- TRAVAIL DEMANDÉ -
1. D'après la lettre, combien de lits de soins intensifs dénombrait-on à Gaza la semaine passée ?
2. Réécrivez le passage de la lettre allant de « A cet égard, des » à « contre le Coronavirus. », en remplaçant « désastreuse » par « catastrophique ».

- TEXTE SOURCE -

Monsieur le Ministre,
Partout dans le monde, les gouvernements mènent la lutte contre la pandémie du Covid-19. Dans les Territoires Palestiniens Occupés (TPO), ce combat est toutefois largement entravé par l’occupation exercée par Israël, qui, pour rappel, est, selon le droit international, responsable du bien-être de la population occupée.
A cet égard, des faits, particulièrement inquiétants sont à signaler.
– Dans la bande de Gaza, qui pâtit depuis 14 ans déjà d’une situation humanitaire désastreuse en raison du blocus imposé par Israël et l’Égypte et des différentes incursions meurtrières de l’armée israélienne, l’occupant interdit toujours l’entrée d’hydrogène et du chlore, deux produits servant à la désinfection indispensable pour lutter contre le Coronavirus.
– Gaza compte l’une des densités de population les plus élevées au monde : 2 millions d’habitants y sont confinés (365 km2 de territoire, soit près de 5500 habitants au km2. 90% de son eau est impropre à la consommation. Son système de santé est particulièrement défaillant, lourdement fragilisé par les dernières opérations militaires d’Israël et le blocus imposé. Les équipements manquent cruellement : la semaine passée, l’on y dénombrait 60 lits de soins intensifs prêts à accueillir les malades, 50 tests de détection dans toute la bande de Gaza et une centaine de masques de protection pour les professionnels.[1] Tous les ingrédients sont dès lors réunis pour une aggravation dramatique d’une situation sanitaire déjà déplorable.

- SECTION DES DONNÉES -
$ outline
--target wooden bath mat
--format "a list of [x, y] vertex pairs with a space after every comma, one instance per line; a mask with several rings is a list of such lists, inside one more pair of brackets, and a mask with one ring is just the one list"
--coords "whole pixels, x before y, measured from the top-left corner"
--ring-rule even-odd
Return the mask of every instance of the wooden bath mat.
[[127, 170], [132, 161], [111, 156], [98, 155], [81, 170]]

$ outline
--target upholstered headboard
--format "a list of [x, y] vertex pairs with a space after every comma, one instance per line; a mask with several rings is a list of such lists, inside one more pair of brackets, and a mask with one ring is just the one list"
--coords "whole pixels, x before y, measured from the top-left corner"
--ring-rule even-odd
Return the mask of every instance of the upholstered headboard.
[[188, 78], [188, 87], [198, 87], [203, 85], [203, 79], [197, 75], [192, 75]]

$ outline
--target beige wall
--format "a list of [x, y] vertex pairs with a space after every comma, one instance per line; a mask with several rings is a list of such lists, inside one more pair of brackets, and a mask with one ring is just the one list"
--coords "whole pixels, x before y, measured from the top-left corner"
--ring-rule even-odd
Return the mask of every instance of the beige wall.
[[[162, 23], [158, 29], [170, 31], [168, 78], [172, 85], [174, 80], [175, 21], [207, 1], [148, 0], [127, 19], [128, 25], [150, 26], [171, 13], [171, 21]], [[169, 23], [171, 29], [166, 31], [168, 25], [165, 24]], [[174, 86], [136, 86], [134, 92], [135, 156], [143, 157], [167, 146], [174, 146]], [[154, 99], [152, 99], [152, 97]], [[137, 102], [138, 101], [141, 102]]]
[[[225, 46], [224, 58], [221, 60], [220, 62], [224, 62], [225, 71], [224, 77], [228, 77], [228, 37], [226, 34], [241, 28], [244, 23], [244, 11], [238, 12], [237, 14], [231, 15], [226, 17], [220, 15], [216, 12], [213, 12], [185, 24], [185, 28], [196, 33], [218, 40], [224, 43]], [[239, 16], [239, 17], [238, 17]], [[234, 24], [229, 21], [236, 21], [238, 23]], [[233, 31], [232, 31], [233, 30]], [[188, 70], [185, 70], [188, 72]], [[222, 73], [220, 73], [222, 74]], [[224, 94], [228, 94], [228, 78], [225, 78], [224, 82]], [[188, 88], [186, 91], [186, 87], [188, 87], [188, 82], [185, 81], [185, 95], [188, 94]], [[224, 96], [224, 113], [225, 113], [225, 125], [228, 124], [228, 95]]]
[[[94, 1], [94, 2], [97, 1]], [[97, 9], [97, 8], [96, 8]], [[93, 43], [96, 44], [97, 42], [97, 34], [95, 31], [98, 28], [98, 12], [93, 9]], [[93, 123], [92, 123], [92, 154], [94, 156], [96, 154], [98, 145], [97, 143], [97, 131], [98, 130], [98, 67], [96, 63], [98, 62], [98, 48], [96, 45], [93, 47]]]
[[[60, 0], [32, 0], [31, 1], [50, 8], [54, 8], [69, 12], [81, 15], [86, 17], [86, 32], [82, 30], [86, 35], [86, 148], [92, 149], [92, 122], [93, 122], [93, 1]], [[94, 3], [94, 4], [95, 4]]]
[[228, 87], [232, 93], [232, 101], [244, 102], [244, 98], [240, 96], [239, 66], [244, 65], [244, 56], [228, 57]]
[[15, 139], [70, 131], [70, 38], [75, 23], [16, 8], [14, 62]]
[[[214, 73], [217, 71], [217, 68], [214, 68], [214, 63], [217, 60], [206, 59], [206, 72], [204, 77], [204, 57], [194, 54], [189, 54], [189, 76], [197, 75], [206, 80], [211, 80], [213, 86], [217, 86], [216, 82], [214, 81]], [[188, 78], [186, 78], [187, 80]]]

- RÉPONSES À L'EXERCICE -
1. On y dénombrait 60 lits de soins intensifs.

2.
A cet égard, des faits, particulièrement inquiétants sont à signaler.
– Dans la bande de Gaza, qui pâtit depuis 14 ans déjà d’une situation humanitaire catastrophique en raison du blocus imposé par Israël et l’Égypte et des différentes incursions meurtrières de l’armée israélienne, l’occupant interdit toujours l’entrée d’hydrogène et du chlore, deux produits servant à la désinfection indispensable pour lutter contre le Coronavirus.